• [Exercise objective]: Please filter the entries for the word "upholstered" and copy every line that has it.

• [Record extracts]:
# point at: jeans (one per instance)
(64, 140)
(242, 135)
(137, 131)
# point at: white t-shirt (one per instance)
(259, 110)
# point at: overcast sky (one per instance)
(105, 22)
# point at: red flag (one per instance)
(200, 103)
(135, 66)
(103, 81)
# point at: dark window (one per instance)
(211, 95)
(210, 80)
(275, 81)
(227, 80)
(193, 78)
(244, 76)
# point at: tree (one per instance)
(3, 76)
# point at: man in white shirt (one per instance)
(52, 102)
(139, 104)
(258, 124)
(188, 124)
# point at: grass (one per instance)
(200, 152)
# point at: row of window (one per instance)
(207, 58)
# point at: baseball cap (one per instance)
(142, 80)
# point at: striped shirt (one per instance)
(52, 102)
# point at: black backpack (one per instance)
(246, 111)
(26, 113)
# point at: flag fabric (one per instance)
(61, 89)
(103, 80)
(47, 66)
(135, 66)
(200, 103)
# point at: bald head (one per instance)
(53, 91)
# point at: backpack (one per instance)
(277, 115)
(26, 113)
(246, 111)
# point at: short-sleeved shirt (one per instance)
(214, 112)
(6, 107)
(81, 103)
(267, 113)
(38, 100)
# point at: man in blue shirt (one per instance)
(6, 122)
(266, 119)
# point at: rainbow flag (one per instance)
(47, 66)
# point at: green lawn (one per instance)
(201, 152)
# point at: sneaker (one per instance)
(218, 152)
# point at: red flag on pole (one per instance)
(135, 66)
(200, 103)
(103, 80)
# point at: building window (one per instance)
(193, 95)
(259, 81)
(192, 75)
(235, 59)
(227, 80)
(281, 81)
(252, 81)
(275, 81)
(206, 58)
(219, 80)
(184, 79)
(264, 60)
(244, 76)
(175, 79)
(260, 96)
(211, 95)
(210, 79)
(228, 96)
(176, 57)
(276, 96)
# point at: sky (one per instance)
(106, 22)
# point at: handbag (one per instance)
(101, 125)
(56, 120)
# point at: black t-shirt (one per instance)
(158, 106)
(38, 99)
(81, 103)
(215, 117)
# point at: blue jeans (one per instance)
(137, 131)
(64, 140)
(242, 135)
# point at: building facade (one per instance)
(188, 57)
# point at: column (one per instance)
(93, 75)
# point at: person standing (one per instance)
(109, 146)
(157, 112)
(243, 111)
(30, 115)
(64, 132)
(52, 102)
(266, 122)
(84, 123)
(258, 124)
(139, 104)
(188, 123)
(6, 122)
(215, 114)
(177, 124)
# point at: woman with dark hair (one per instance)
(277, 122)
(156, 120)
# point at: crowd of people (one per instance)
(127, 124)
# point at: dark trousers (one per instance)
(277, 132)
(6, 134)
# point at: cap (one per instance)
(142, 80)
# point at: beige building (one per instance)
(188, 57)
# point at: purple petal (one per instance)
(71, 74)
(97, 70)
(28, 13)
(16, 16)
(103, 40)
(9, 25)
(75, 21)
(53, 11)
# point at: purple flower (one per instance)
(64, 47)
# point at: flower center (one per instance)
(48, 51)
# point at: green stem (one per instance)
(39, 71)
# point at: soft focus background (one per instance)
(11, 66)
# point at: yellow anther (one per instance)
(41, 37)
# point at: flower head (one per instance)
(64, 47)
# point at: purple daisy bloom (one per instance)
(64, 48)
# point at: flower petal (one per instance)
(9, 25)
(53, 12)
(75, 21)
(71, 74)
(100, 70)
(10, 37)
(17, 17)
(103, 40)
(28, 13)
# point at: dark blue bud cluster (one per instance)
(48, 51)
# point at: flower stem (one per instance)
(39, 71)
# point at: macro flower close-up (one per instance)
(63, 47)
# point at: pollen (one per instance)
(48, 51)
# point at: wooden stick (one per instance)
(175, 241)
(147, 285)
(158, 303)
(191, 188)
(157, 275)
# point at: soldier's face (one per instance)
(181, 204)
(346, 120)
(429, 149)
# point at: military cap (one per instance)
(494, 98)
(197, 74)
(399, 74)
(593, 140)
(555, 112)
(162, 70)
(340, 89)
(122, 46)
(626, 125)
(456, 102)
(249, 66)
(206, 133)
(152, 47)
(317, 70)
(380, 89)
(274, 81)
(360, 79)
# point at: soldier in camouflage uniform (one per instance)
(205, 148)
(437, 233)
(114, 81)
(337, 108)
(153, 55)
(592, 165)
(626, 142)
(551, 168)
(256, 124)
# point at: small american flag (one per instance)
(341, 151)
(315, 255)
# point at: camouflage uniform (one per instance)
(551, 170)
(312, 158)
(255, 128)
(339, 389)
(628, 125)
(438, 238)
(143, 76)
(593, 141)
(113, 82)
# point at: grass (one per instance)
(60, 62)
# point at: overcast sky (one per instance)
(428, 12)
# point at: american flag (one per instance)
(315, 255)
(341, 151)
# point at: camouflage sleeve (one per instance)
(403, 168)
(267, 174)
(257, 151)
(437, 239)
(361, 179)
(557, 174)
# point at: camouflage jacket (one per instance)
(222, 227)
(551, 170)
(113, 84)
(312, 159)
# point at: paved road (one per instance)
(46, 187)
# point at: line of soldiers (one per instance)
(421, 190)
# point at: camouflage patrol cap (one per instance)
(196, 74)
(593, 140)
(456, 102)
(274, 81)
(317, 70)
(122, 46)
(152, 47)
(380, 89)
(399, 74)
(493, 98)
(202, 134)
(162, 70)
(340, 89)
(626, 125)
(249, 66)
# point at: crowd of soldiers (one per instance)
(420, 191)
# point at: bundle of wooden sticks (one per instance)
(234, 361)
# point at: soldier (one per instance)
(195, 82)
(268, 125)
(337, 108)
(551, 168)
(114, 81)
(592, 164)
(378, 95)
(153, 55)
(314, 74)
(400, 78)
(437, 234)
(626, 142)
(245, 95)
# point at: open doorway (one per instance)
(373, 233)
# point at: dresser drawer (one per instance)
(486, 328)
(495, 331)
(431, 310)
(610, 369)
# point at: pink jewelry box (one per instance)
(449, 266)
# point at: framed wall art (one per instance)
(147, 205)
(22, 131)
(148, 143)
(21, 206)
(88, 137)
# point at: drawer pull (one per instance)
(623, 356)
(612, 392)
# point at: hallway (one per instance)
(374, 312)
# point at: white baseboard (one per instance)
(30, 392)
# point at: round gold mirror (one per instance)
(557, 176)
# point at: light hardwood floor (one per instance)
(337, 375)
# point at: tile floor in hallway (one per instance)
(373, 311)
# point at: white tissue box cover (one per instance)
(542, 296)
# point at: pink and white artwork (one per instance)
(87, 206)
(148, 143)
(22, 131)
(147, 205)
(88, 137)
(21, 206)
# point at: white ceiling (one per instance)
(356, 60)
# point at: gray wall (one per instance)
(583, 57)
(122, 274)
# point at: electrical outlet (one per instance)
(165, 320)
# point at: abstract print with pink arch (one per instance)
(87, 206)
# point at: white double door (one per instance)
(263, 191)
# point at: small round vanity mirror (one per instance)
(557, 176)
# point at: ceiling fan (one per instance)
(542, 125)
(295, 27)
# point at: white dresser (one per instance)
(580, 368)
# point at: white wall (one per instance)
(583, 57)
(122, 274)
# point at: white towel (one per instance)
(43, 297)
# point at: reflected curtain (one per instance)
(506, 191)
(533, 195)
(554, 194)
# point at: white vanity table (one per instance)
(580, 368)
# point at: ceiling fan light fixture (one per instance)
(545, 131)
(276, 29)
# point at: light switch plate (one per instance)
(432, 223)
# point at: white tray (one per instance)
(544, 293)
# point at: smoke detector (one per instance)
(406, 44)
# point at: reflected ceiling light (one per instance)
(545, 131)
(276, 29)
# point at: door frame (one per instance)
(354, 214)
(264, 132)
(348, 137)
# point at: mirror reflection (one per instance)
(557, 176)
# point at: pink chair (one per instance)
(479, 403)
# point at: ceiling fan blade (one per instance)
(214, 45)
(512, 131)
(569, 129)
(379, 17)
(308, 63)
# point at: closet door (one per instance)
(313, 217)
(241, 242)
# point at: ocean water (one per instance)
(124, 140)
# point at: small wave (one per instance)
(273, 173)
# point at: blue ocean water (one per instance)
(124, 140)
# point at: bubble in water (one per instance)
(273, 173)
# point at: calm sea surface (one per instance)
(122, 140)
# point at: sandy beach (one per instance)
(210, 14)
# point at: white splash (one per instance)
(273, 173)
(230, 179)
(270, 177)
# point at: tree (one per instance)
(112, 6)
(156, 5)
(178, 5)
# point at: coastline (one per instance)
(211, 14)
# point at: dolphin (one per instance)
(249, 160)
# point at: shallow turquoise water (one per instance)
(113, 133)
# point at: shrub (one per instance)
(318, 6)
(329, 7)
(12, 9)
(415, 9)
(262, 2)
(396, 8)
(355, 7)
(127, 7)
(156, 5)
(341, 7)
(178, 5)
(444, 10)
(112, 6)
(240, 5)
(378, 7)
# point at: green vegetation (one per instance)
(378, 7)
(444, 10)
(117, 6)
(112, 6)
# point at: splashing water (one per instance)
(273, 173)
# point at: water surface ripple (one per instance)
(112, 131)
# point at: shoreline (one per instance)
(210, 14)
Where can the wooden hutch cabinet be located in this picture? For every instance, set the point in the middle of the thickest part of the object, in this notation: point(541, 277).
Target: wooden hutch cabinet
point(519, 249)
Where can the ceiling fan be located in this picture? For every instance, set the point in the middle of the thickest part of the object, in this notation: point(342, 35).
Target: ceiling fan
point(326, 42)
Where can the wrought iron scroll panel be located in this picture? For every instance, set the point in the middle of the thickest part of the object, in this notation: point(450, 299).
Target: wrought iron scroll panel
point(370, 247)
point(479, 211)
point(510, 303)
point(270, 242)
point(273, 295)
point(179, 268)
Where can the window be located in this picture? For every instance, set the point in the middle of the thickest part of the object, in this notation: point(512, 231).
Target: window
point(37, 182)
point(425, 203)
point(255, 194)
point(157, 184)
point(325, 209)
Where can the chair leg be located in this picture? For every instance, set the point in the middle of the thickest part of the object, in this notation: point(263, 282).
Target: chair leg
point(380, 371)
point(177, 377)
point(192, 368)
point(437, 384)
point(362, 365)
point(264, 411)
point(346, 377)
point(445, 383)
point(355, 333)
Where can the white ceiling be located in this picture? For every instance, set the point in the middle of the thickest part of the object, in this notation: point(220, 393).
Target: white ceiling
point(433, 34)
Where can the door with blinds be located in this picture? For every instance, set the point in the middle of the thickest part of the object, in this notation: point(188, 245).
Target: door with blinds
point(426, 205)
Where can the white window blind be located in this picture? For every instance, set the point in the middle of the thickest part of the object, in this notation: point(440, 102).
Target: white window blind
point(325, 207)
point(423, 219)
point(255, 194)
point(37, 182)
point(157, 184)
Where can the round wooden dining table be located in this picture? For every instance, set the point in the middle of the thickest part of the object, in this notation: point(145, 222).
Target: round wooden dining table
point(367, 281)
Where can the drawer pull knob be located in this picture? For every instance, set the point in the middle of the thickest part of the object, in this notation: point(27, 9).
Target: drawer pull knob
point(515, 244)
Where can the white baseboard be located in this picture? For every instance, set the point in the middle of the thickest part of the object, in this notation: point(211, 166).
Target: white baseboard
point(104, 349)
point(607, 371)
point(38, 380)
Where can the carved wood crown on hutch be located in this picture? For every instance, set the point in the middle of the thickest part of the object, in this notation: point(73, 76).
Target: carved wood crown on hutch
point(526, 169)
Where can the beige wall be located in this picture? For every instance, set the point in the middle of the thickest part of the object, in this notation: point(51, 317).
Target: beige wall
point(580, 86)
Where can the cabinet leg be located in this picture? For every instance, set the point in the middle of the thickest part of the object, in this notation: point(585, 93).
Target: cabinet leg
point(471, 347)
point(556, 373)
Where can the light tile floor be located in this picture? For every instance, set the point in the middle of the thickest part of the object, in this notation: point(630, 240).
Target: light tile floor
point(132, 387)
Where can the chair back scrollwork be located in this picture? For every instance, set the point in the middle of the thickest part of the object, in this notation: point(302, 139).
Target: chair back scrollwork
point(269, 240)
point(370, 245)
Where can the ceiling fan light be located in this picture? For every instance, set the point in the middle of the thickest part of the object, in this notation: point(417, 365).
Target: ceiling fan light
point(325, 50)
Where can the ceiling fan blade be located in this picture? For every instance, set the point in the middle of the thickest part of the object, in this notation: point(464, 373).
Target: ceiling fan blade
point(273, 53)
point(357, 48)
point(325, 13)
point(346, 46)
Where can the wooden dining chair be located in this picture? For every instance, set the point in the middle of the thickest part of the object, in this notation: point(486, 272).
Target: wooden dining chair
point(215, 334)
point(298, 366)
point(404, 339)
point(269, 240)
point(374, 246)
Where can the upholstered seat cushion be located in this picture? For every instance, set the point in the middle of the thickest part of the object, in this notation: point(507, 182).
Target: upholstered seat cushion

• [Reply to the exercise]:
Where can the upholstered seat cushion be located in this picture? For every instance, set the point in the middle of the thickest part of the object, in this notation: point(507, 182).
Target: upholstered seat cushion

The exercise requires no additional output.